Copy out the rows from the very first line through the line containing "[[[3,26],[2,26],[2,21],[0,19],[0,43],[3,42],[3,40],[4,40]]]", including both ends, with every character unchanged.

* * * * *

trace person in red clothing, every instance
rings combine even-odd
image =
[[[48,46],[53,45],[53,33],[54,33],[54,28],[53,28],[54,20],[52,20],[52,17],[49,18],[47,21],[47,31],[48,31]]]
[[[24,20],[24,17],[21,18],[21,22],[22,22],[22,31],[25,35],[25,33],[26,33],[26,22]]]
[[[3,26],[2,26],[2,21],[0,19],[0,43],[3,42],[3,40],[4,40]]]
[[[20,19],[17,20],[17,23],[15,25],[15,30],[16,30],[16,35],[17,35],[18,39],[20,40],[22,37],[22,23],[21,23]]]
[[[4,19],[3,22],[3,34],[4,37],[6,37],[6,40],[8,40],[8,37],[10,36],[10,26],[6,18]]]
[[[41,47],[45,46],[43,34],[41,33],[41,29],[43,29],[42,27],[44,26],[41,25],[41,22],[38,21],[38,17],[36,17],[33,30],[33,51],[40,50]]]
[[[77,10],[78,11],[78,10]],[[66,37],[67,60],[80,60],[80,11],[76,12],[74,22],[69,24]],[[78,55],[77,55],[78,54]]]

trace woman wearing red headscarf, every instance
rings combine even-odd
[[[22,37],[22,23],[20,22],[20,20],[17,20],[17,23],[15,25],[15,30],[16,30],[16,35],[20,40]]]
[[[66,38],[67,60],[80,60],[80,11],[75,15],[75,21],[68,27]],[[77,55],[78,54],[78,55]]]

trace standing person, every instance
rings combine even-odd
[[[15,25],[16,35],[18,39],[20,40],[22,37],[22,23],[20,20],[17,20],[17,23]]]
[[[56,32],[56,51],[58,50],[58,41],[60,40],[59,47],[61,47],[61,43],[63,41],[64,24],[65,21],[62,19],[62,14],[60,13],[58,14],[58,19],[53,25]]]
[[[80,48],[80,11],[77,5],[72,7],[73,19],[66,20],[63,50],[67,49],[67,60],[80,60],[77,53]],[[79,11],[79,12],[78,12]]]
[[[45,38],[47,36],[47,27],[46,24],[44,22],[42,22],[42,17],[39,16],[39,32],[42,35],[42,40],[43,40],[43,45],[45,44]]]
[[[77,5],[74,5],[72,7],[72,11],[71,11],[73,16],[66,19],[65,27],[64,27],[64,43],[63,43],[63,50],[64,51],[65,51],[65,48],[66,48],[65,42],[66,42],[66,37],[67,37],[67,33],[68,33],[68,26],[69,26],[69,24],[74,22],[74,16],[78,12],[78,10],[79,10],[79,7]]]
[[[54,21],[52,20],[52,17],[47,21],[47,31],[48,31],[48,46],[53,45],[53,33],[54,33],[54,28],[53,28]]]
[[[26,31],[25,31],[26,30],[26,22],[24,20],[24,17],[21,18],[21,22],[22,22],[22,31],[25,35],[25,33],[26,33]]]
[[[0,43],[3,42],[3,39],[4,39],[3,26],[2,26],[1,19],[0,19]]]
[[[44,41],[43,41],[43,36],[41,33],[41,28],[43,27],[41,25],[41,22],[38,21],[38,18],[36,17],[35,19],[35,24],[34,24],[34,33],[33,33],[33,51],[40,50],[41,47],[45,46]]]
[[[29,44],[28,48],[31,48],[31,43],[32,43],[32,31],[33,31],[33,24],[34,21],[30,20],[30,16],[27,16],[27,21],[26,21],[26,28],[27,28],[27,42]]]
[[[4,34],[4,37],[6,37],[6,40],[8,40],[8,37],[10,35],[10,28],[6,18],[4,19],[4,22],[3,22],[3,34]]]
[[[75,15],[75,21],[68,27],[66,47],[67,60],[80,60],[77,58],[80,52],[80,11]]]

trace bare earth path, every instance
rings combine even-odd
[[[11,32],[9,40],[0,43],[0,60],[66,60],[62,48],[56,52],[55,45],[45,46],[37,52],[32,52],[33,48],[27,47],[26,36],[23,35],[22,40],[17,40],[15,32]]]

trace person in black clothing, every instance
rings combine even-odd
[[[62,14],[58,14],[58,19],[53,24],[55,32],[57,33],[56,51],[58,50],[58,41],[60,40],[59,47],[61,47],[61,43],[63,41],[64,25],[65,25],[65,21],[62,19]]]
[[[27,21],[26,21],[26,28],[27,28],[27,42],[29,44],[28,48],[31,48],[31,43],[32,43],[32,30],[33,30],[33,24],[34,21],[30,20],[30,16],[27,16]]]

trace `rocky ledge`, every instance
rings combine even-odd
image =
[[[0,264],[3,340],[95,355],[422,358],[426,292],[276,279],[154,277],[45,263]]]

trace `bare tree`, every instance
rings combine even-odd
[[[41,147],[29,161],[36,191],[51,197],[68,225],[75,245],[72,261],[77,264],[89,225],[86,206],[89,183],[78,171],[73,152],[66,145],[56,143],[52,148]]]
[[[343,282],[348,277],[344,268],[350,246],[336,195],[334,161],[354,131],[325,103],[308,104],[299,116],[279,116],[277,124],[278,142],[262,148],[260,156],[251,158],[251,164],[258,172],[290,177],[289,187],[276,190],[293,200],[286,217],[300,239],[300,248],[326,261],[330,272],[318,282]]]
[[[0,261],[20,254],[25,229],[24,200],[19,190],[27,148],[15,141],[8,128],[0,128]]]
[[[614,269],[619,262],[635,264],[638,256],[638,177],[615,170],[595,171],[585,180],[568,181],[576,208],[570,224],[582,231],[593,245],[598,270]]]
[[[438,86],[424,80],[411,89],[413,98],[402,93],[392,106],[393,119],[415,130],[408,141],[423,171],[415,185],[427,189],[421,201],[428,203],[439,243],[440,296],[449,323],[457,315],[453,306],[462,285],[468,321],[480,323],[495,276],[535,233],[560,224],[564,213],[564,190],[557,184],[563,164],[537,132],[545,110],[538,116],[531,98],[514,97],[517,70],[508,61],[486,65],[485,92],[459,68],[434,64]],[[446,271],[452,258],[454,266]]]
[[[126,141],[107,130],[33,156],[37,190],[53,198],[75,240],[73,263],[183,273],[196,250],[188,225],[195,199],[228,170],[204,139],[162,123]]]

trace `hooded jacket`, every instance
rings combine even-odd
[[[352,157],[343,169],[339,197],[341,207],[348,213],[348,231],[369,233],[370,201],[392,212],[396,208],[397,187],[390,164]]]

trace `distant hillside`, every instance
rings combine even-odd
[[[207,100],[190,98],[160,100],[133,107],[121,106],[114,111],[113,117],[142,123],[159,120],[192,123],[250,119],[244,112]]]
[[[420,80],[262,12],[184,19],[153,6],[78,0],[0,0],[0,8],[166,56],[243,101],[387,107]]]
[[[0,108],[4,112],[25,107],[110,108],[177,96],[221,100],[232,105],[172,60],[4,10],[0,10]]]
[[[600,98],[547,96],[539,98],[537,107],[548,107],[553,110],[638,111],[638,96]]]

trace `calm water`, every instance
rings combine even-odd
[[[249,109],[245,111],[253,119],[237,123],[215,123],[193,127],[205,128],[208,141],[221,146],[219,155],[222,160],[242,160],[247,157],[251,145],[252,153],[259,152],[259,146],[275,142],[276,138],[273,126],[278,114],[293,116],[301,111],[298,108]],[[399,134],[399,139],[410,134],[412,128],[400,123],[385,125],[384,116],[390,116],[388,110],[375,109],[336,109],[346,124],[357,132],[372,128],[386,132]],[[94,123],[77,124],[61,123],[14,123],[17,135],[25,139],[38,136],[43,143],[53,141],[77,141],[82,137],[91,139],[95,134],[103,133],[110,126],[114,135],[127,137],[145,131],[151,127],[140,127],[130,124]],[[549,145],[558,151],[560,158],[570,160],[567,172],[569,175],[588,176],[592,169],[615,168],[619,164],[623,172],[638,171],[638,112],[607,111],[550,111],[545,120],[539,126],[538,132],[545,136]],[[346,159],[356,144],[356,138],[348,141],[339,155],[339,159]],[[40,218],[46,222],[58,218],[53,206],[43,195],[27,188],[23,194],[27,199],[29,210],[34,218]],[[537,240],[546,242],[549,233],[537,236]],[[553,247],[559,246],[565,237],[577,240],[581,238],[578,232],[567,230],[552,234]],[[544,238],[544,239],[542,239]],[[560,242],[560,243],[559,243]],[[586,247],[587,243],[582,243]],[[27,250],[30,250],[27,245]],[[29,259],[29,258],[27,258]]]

* * * * *

#### Result of the exercise
trace person in red clothing, every instance
rings combine even-odd
image =
[[[48,46],[53,45],[53,33],[54,33],[54,28],[53,28],[54,20],[52,20],[52,17],[49,18],[47,21],[47,31],[48,31]]]
[[[24,20],[24,17],[21,18],[21,22],[22,22],[22,31],[25,35],[25,33],[26,33],[26,22]]]
[[[3,26],[2,26],[2,21],[0,19],[0,43],[3,42],[3,40],[4,40]]]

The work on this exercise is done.